## Tarefa proposta 1:
Extraia dos registros cada linha que contenha a palavra "eyeglasses", considerando a distinção entre maiúsculas e minúsculas.

## Trecho do documento:

================

|
Texto Anterior | Próximo Texto | Índice
TENDÊNCIAS/DEBATES
A esquerda tem um projeto alternativo ao neoliberalismo?
NÃO
É preciso coragem
ROBERTO ROMANO
Alternativa da esquerda ao
neoliberalismo? Difícil, se recordarmos os governos gerados nos laboratórios da esquerda contemporânea.
Existem mais vínculos entre setores esquerdistas e o pensamento conservador
do que é possível confessar. Diz Alain
Rey: "Na vida social, as palavras novas
servem para dissimular uma intenção
ou um ato bem real (...) Ao lado de seu
significado objetivo, elas transmitem
intentos que podem ser manipuladores" ("Le Monde", 28/1/98).
"Esquerda" e "neoliberalismo" são
noções e realidades múltiplas. Em língua hegeliana, elas constituem universais abstratos (só esclarecem parte do
que indicam, escondem o que não interessa revelar) ou "termos embreagem"
(E. Benveniste), que servem para continuar discursos sem provas lógicas ou
empíricas.
Termos embreagem povoam o setor
ideológico. Exemplos são as frases vazias sobre "vontade política". Arengas
partidárias usam aquele refrão para atacar adversários ou defender o inconfessável. "Esquerda" e "neoliberalismo"
integram universos terminológicos apinhados de noções embreagem. No seu
uso, ouvinte e falante comungam certezas religiosas. Há um outro lingüista,
Jean-Pierre Faye, que mostra a permanente passagem dos termos produzidos
na esquerda que são torcidos para a direita e vice-versa. Faye refere-se ao fenômeno como "a ferradura ideológica".
Ao parolar sobre o "neoliberalismo"
durante anos e anos, muitos petistas
sentiram-se justificados na sua "luta", o
"resgate da ética e da cidadania"... Poucos tentaram ler e analisar as bases teóricas daqueles termos, e a maior parte
repetiu slogans sobre o tema. No poder,
os mesmos petistas se refestelam com
receitas macroeconômicas que ontem
diziam abominar. Mas o vazio de sua
linguagem retoma o antigo vácuo especulativo "de esquerda", agora com sotaque realista. Sobra o autoritarismo que
não muda e repete chavões, só que em
sentido contrário.

================

## Registros fornecidos:
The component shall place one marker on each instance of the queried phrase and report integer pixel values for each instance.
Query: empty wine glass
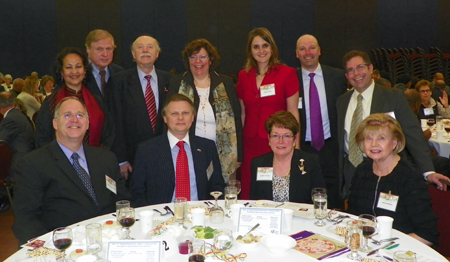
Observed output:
(62, 239)
(126, 220)
(368, 225)
(216, 212)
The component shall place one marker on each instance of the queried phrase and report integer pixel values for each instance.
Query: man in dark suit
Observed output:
(128, 104)
(65, 181)
(100, 49)
(376, 99)
(330, 83)
(15, 129)
(156, 175)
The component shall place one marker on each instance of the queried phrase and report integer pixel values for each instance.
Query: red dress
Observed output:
(257, 111)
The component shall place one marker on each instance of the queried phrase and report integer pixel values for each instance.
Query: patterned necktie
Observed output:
(151, 103)
(354, 153)
(182, 184)
(84, 177)
(103, 80)
(317, 135)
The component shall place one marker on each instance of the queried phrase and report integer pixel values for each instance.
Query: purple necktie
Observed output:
(315, 115)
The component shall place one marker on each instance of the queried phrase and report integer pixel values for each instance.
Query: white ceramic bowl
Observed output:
(278, 244)
(243, 246)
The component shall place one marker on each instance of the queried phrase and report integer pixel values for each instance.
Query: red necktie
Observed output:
(182, 184)
(151, 103)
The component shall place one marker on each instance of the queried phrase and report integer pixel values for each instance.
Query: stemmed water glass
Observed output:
(62, 239)
(368, 225)
(126, 220)
(216, 212)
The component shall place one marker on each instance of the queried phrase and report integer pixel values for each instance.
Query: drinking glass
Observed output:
(94, 238)
(62, 239)
(216, 212)
(404, 256)
(181, 211)
(353, 239)
(320, 208)
(223, 240)
(235, 183)
(368, 225)
(196, 251)
(230, 196)
(126, 220)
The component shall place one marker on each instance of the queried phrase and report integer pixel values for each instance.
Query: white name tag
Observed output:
(111, 184)
(388, 201)
(264, 174)
(267, 90)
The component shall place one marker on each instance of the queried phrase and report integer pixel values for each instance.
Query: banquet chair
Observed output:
(441, 207)
(5, 164)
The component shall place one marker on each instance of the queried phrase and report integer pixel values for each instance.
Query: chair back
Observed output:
(441, 207)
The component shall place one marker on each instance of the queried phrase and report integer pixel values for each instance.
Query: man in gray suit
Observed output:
(377, 99)
(15, 129)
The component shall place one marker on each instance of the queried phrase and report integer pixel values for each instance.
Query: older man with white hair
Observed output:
(135, 101)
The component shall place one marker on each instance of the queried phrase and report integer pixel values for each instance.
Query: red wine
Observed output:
(197, 258)
(368, 230)
(127, 222)
(63, 243)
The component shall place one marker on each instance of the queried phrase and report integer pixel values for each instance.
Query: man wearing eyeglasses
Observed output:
(328, 83)
(100, 49)
(135, 101)
(369, 98)
(65, 181)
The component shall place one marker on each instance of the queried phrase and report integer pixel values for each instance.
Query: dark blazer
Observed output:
(216, 79)
(153, 180)
(17, 131)
(50, 194)
(92, 85)
(126, 103)
(387, 100)
(299, 186)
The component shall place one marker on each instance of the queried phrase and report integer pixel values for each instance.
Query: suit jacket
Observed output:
(385, 100)
(153, 180)
(127, 105)
(17, 131)
(216, 79)
(50, 194)
(299, 185)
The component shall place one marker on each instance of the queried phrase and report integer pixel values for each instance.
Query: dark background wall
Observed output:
(33, 32)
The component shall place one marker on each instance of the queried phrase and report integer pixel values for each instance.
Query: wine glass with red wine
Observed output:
(62, 239)
(125, 217)
(367, 224)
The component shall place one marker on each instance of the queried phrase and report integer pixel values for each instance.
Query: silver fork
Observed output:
(162, 214)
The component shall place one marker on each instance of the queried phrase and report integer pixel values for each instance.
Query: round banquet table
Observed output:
(258, 254)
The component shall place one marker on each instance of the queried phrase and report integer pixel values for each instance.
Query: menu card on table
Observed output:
(134, 250)
(318, 246)
(269, 220)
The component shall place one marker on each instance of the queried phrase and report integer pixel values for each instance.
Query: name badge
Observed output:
(264, 174)
(267, 90)
(210, 170)
(428, 111)
(388, 201)
(111, 184)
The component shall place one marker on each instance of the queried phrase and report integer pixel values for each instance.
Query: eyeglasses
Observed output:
(201, 57)
(358, 69)
(70, 115)
(282, 137)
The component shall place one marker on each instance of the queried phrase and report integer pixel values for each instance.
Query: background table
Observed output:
(259, 254)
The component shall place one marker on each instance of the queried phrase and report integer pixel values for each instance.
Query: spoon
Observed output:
(253, 228)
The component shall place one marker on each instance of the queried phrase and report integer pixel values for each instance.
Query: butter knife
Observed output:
(376, 250)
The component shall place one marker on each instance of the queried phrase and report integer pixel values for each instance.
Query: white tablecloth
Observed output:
(259, 254)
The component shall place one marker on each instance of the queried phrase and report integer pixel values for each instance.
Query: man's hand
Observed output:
(435, 177)
(126, 168)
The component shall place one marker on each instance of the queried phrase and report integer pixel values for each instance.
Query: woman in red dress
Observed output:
(265, 86)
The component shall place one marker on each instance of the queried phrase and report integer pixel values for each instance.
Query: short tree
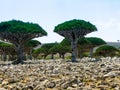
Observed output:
(95, 41)
(18, 33)
(73, 30)
(106, 50)
(30, 45)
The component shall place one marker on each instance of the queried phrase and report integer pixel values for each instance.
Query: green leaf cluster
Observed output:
(16, 26)
(75, 25)
(6, 44)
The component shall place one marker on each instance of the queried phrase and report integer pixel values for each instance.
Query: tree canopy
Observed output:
(73, 30)
(76, 24)
(16, 26)
(18, 33)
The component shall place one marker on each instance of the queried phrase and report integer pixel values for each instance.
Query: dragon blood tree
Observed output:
(18, 33)
(73, 30)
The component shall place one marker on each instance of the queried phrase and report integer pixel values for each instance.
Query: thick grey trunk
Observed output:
(74, 50)
(91, 52)
(4, 56)
(30, 56)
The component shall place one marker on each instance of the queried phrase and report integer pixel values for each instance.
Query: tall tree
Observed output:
(18, 33)
(73, 30)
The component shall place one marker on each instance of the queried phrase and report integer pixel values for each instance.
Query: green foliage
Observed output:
(96, 41)
(32, 43)
(107, 50)
(83, 41)
(16, 26)
(6, 45)
(75, 24)
(65, 42)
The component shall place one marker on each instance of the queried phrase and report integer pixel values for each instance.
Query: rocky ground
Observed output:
(86, 74)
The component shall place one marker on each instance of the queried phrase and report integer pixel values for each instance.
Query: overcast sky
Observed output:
(105, 14)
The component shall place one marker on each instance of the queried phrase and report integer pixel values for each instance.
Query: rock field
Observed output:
(86, 74)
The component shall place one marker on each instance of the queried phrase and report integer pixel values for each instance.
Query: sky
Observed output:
(104, 14)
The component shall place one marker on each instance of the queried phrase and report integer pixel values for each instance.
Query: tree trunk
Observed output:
(74, 50)
(91, 52)
(63, 56)
(30, 56)
(4, 56)
(52, 56)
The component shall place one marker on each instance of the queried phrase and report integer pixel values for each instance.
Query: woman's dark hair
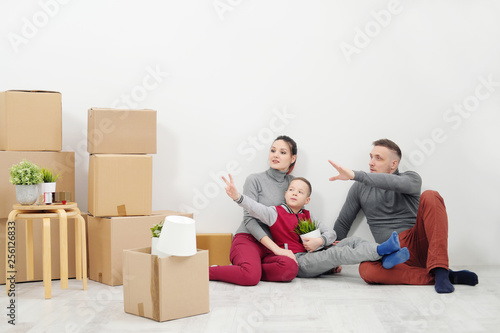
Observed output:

================

## Tarefa proposta 2:
Reescreva em forma de lista o parágrafo do artigo sobre esquerda e neoliberalismo que começa com "Ao parolar sobre o", preservando os fatos principais.

## Resposta completa 1:
Query: man wearing eyeglasses
Query: eyeglasses

## Resposta completa 2:
- Durante anos, muitos petistas falaram sobre o "neoliberalismo" e se sentiram justificados em sua "luta" pelo "resgate da ética e da cidadania".
- Poucos leram e analisaram as bases teóricas desses termos; a maioria repetiu slogans sobre o tema.
- No poder, esses mesmos petistas se refestelam com receitas macroeconômicas que antes diziam abominar.
- O vazio de sua linguagem retoma o antigo vácuo especulativo "de esquerda", agora com sotaque realista.
- Resta o autoritarismo, que não muda e repete chavões, só que em sentido contrário.